Читать книгу Автобиография духовно неправильного мистика - Бхагаван Шри Раджниш (Ошо) - Страница 6
Часть первая
Обычный человек, или Правда вместо легенды
Мятежный дух
ОглавлениеСколько я себя помню, я любил только одну игру – спор. Я спорил по любому поводу. Мало кто мог со мной тягаться, а уж понять – об этом и вовсе речи не было.
Учеба в школе меня никогда не интересовала. Школа для меня была худшим местом. В конце концов, меня заставили туда ходить, но я сопротивлялся, как мог. Моим одноклассникам было неинтересно то, что волновало меня, а их увлекало то, что меня вообще никак не трогало. Я чувствовал себя чужим.
Меня по-прежнему интересовало одно: я стремился познать истину, смысл жизни, понять, для чего я живу. Что если бы вместо меня жил кто-то другой? Я знал, что не успокоюсь, пока не найду ответы на свои вопросы и не дам покоя никому вокруг.

Предоставленные записи:
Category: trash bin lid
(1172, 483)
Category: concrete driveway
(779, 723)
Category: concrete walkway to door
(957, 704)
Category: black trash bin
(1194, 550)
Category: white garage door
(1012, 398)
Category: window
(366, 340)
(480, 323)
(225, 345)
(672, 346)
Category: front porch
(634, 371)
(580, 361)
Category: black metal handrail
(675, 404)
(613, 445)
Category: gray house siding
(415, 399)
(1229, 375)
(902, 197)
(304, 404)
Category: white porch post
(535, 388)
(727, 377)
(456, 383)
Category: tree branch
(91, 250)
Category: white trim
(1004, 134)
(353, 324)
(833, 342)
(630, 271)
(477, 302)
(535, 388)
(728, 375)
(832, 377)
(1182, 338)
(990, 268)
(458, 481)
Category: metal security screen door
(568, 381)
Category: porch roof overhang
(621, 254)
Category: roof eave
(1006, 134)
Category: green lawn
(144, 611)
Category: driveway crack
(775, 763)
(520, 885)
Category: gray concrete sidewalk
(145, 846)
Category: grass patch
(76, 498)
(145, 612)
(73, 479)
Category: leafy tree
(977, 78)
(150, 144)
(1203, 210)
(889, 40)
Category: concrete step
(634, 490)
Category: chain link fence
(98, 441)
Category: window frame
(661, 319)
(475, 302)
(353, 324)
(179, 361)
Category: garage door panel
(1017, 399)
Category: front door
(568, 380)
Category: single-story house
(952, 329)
==
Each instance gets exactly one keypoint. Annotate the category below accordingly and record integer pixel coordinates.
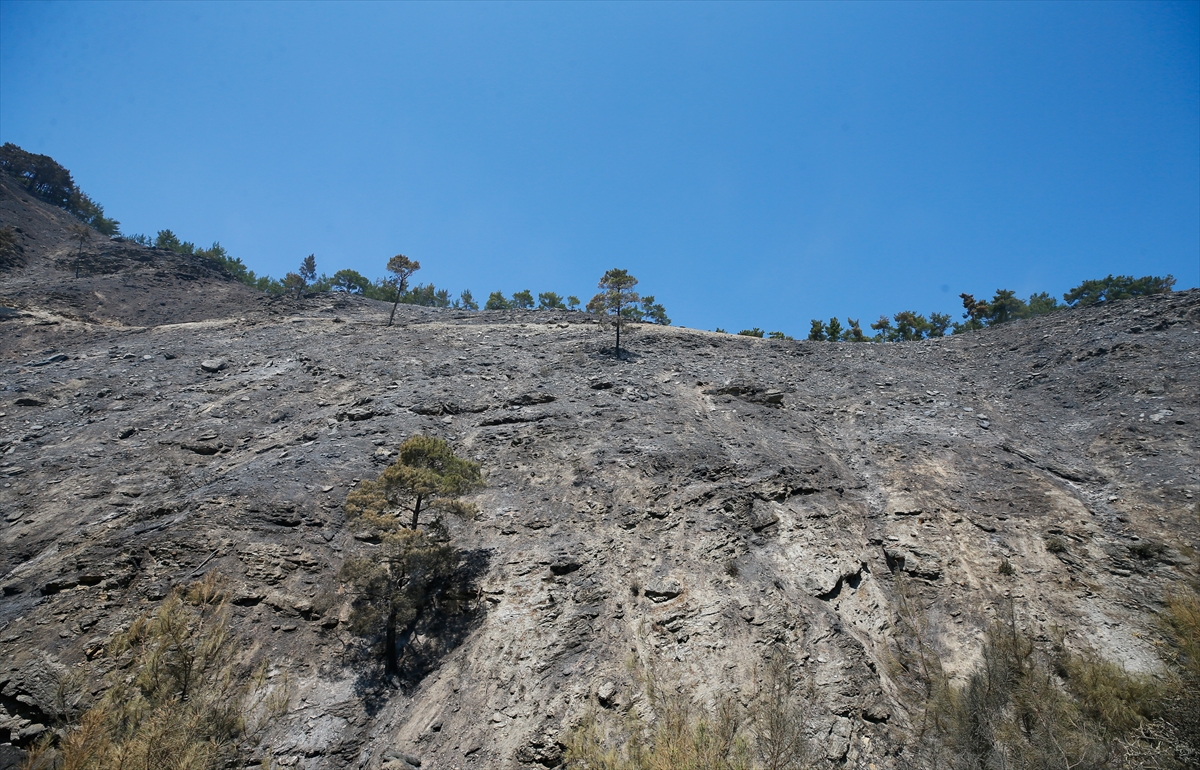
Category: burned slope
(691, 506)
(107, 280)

Попробуйте сами:
Продолжите текст о мятежном духе, начав сразу после его последнего предложения.

Письменный ответ:
1939–1951. Гадавара, Мадья-Прадеш, Индия
Смерть дедушки стала моей первой встречей со смертью. И не просто встречей, а чем-то неизмеримо большим. Если бы это было просто первым столкновением, я упустил бы ее истинный смысл. Но я увидел не только смерть, а и то, что никогда не умирает. Оно парило над телом, медленно покидая его… то была чистая стихия. Этот опыт определил всю мою дальнейшую жизнь. В тот день я обрел свой путь или, скорее, открыл для себя пространство, о котором прежде ничего не знал.
Я слышал, как другие говорили о смерти, но сам ее никогда не видел. Даже если бы и видел, то это ничего бы для меня не значило. Только если теряешь любимого, очень близкого человека, то можешь понять, что такое смерть на самом деле. Я хочу это подчеркнуть: смерть можно познать только тогда, когда умирает тот, кого любишь.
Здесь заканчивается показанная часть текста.